(本文抜粋):
僕が観た日も何度か物言いがつけられた取り組みがあった。
5人の審判が土俵上にのそりのそりとあがってきて、行司を取り囲む形で協議が始まる。
当然審判は元相撲取りだからでかい。行司は一人だけ小さくて、周りから見下ろされているような感じである。
「(立行司は)軍配の差し違え(判定ミス)の責任を取って切腹するための短刀を持っている」くらいだそうだから、権威とプライドを持っているはずなのに、今まで裁いていた対象であるはずの親方衆からクレームをつけられるのだから、これはバツが悪かろうし、釈然としないとも思うし、表情を見ていると、どうも落ち着かないふうである。まるで先生に叱られている生徒のような感じだ。
僕の席からはもちろん声は聞こえない。
正面席なので、行司の顔ははっきり見える。その周りを黒装束(紋付)の大男が取り囲み、仁王立ちしたまま微動だにせず、向かい合って協議をしている…。
とても不思議な光景だ。
常人なら、スポーツの判定を協議する場合、どうしても身振り手振りが入ったり、口調に熱が入ったりすると思うのだけど、この人たちはほとんど無表情なのである。
相撲界というのは、こういう細かいところまで、想像の及ばない世界なのだろうなあ…。

ちなみにこの日の審判長は元大関増位山だった。協議結果をアナウンスするためにマイクを持っているのを見たら、「増位山、歌ってくれよ!」と、思わず声をかけたくなった。彼は『そんな夕子にほれました』というヒットを持つミリオンセラー歌手でもあるのだ。
でも正直、千秋楽を(久しぶりに)テレビで見た時、審判長が元横綱千代の富士だったので、「ああっ、増位山もいいけど、やっぱり千代の富士を見たかった!」と思った。

『呼び出し』
呼び出しって、もっと上手かったような記憶があるのだけど、なんか調子が外れている気がした。気のせい?
ちなみに、呼び出しの人の名前って、ただ単に”秀男”とか、”次郎”とか、そんな感じなのだ。
とても軽い扱いの、馬鹿にしたような名前だと思った。

『横網』
ところで、両国国技館は両国じゃなくて墨田区横網1丁目にある。

(課題 1):
レコードのうち、「desert」という語を含む行はいくつありますか。その数のみをお答えください。

(使用データ):
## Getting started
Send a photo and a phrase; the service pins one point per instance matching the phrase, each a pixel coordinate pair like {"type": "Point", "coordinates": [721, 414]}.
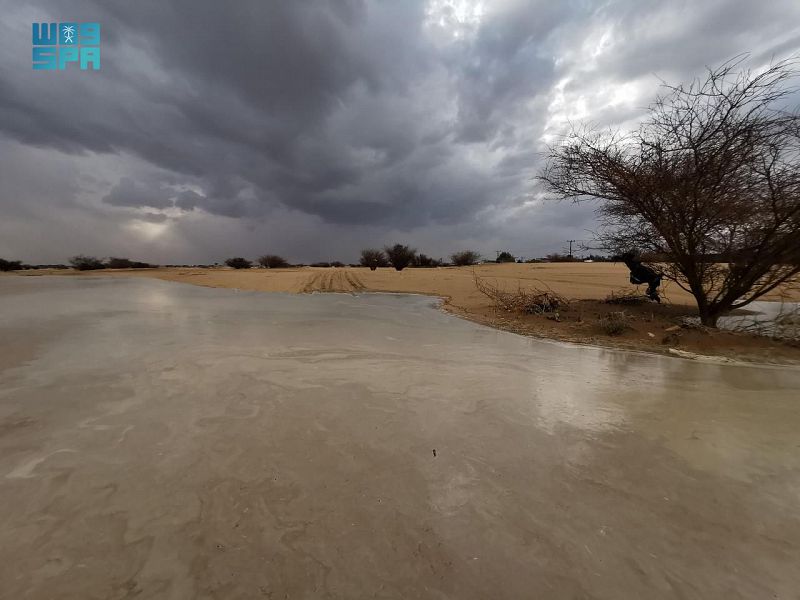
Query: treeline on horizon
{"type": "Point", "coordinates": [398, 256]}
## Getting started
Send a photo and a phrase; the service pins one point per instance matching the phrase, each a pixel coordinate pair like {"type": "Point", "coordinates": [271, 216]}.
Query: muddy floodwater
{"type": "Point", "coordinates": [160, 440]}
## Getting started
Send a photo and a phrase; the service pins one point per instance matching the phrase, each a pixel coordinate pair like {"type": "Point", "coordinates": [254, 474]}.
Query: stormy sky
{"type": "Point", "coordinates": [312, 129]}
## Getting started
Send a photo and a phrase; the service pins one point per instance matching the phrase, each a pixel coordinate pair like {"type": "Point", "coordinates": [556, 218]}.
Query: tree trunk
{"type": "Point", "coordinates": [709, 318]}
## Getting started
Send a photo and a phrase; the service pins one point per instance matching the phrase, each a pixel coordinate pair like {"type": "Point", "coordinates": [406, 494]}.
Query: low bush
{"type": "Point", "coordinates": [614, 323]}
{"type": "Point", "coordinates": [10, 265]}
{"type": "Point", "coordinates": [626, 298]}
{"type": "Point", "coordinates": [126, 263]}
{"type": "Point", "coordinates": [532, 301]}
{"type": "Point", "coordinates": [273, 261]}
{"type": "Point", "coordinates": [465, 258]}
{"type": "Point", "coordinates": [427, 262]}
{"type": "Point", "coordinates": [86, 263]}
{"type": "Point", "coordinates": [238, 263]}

--

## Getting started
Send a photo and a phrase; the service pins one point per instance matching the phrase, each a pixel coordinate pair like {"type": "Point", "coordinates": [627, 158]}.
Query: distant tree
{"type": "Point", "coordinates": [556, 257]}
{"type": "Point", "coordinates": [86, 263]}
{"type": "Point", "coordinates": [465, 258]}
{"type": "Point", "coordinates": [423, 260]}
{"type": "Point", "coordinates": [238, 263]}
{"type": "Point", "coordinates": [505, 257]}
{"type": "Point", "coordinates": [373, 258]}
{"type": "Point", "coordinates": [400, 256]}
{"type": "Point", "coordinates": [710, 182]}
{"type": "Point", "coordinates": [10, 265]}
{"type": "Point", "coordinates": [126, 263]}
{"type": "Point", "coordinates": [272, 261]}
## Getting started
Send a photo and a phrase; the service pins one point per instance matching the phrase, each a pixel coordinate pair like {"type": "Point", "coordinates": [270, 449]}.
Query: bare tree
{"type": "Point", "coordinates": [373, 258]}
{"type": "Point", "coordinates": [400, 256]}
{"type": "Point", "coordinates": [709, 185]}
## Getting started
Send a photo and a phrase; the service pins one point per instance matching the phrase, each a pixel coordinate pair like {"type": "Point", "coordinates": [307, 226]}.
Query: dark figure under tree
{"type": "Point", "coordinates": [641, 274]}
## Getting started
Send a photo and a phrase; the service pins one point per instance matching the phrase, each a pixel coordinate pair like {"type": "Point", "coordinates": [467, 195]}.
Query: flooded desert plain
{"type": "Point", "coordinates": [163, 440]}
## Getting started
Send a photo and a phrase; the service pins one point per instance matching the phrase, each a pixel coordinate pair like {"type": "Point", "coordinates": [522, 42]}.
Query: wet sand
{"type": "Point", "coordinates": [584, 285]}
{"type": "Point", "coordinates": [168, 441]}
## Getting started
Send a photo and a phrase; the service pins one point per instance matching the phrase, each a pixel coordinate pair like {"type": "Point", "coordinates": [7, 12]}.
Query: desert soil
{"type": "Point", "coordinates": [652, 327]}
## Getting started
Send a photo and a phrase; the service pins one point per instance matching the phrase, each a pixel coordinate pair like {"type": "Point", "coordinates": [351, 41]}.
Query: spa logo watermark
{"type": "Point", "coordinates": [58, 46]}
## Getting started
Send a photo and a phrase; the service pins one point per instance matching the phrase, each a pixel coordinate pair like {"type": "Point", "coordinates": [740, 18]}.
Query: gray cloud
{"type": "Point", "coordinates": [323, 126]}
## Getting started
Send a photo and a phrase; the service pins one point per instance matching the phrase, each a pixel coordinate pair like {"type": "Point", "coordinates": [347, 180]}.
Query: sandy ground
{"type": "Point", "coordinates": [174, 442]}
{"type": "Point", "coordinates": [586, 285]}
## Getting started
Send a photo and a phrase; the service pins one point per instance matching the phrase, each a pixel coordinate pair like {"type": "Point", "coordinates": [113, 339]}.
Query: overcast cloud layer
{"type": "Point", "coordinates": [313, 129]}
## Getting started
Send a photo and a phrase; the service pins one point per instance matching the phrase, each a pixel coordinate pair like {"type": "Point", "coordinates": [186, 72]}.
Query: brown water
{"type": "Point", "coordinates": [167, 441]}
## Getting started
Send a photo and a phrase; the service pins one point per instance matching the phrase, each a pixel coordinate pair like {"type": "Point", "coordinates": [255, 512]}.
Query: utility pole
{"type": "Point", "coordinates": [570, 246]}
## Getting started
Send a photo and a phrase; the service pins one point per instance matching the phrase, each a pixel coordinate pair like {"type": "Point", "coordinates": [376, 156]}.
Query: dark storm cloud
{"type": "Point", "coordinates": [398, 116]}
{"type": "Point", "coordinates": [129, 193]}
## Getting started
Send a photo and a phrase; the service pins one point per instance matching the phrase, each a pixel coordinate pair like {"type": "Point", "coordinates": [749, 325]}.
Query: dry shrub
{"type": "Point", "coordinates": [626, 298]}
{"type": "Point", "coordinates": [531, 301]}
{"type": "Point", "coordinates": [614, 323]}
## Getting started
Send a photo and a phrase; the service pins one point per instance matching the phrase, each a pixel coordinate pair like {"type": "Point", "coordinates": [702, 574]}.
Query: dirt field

(課題 2):
次の(a)〜(c)が本文抜粋の内容と合致するかどうかを「はい」または「いいえ」で答え、判断の決め手となる本文抜粋の語句を正確に引用してください。(a) 筆者の席は正面席であった。(b) 筆者の席からは、審判の協議の声が聞こえた。(c) 筆者が観戦した日の審判長は、元横綱千代の富士であった。

(正解 1):
2

(正解 2):
(a) はい。「正面席なので、行司の顔ははっきり見える。」
(b) いいえ。「僕の席からはもちろん声は聞こえない。」
(c) いいえ。「ちなみにこの日の審判長は元大関増位山だった。」